Rewrite the lines below, from the line with "Locate each instance of the haze" up to and including the final line, replacing "set a pin" with "drop a marker" and keeping everything else the same.

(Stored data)
——————————
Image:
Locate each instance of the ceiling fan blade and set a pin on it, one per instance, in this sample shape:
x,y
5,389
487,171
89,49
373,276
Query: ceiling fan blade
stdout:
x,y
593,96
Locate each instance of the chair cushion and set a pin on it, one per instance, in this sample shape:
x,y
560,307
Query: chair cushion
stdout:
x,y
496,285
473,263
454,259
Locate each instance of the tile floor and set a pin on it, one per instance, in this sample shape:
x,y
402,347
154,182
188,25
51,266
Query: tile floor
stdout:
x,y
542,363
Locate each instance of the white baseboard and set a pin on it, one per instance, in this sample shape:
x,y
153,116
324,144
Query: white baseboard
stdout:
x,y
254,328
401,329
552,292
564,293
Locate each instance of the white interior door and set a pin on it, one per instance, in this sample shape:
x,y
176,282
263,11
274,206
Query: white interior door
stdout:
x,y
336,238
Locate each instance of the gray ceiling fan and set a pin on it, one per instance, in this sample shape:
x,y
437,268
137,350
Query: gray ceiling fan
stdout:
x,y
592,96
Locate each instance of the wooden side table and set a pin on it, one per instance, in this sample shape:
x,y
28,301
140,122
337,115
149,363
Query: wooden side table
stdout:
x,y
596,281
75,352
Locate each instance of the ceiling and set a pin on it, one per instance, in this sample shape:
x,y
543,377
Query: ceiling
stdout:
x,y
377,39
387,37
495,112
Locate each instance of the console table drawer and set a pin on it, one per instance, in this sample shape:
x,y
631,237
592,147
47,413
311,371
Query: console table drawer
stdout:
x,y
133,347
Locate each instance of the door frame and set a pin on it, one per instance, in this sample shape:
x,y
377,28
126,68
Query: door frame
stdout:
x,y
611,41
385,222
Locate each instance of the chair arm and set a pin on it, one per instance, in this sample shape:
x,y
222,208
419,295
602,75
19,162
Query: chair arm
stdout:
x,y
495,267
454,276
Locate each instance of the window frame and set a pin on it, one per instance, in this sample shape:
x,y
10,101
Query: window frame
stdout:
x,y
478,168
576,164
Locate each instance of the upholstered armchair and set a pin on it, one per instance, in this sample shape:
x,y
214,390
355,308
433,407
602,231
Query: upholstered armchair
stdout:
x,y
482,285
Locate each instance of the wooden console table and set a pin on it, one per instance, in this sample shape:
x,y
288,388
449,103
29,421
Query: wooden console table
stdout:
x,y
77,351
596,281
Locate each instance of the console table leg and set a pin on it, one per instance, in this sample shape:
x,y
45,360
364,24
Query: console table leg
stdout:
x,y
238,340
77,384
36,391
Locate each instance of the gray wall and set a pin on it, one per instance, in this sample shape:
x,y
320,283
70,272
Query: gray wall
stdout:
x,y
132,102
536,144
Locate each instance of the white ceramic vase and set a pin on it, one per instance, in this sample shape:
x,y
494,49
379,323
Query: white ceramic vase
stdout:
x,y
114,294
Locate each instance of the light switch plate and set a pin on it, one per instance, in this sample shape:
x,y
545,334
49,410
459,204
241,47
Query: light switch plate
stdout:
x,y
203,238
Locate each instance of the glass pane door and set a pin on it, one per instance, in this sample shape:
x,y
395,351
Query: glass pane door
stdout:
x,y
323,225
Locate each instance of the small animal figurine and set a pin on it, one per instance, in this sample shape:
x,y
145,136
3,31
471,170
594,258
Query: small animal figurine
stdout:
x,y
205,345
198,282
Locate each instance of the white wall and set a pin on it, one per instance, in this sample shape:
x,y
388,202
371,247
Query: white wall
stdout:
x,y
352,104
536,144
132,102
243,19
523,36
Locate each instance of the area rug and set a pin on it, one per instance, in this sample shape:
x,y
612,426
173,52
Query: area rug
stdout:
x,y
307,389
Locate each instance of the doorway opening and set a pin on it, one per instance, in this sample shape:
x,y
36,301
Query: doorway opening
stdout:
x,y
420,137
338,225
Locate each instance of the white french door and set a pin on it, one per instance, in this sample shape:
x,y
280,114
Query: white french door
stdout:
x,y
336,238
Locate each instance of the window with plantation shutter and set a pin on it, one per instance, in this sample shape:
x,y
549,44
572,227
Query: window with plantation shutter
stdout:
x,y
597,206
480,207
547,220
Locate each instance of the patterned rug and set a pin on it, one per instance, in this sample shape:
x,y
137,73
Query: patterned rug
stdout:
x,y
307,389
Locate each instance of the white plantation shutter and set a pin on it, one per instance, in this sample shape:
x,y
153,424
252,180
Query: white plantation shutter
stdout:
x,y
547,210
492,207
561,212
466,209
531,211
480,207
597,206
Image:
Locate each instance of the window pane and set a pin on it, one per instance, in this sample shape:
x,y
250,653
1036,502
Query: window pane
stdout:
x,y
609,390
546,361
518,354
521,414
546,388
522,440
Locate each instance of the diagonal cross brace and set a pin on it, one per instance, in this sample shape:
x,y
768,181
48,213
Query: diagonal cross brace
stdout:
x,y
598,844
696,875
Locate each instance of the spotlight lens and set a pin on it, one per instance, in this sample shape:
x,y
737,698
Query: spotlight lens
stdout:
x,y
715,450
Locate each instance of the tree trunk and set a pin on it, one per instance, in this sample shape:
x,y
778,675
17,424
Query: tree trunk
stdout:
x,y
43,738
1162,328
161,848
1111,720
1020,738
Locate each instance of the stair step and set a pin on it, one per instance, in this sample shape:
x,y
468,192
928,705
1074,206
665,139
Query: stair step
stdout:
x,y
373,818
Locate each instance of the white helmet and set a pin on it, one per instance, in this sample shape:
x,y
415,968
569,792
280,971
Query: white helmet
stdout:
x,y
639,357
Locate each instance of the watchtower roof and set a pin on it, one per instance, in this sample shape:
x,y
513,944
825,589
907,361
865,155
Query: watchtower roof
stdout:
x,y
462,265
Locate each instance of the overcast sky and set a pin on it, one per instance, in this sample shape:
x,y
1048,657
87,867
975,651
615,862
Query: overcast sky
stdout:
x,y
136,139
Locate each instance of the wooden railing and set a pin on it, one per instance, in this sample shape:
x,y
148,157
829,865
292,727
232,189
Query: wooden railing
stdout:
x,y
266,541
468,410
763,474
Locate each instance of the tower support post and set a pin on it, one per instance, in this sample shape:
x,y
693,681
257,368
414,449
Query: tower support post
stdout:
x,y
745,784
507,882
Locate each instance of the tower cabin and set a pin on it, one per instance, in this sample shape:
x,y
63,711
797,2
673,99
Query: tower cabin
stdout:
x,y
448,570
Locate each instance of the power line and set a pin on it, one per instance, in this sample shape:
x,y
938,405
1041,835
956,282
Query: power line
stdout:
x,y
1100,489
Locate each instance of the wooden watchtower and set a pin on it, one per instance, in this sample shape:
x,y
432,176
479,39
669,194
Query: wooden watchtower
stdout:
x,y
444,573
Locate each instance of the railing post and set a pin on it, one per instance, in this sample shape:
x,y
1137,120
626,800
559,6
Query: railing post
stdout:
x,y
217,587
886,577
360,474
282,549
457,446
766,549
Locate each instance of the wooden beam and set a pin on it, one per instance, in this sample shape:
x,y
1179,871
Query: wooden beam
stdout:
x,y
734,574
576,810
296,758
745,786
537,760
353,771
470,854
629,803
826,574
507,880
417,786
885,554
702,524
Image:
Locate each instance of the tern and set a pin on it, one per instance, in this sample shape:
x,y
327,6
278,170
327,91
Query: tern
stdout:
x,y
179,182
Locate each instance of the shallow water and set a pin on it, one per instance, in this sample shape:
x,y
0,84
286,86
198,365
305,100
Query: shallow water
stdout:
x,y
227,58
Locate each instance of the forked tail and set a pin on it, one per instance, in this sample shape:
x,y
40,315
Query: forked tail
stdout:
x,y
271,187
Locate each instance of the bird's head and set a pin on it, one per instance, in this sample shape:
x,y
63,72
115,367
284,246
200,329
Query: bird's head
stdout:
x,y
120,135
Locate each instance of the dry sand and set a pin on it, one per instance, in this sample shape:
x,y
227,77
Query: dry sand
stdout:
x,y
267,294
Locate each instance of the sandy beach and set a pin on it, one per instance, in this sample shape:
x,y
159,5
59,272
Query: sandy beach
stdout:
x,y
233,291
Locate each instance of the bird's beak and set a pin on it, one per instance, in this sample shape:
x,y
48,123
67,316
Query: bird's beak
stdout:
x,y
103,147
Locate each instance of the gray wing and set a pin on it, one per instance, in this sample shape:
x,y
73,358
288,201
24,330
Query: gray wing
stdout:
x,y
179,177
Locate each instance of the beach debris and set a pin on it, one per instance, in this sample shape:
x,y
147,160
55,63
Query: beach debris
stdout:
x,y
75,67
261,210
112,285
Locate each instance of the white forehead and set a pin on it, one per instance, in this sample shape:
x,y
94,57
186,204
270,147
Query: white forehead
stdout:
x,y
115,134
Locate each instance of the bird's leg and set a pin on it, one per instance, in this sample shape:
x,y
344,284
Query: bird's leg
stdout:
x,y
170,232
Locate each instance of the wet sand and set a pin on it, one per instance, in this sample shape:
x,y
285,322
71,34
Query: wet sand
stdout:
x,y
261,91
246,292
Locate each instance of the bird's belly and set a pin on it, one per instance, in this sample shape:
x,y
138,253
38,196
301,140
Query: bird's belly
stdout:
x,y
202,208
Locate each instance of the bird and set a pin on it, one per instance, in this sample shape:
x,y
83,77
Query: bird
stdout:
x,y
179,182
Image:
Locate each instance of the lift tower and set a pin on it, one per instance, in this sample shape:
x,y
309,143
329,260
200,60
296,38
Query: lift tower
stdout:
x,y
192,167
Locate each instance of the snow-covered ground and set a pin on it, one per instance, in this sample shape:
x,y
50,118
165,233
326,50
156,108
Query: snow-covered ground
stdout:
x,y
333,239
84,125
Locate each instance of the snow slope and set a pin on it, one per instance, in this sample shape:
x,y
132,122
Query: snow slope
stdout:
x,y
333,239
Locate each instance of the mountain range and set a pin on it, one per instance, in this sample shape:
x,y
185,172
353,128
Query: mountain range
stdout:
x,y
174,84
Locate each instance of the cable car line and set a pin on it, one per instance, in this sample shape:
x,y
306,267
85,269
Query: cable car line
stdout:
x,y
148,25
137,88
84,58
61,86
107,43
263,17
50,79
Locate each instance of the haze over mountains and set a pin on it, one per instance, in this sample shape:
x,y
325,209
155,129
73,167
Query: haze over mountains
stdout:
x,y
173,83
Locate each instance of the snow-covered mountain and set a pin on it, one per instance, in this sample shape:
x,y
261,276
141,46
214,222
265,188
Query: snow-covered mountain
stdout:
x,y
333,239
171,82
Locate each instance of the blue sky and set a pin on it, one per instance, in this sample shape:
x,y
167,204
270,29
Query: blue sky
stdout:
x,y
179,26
——————————
■ **Expected output**:
Locate each instance of the haze over mountains and drop a marker on it, one per instance, in this sample shape:
x,y
325,209
155,129
73,167
Query: haze over mountains
stdout:
x,y
173,83
Locate each instance of the snow-covered mountain and drop a marker on it, one per instance, in this sample shape:
x,y
261,276
141,46
214,222
265,188
Query: snow-covered mountain
stdout:
x,y
333,239
171,82
Locate each instance of the blue sky and drop a marker on it, one per instance, in this sample shape:
x,y
167,204
270,29
Query: blue sky
stdout:
x,y
179,26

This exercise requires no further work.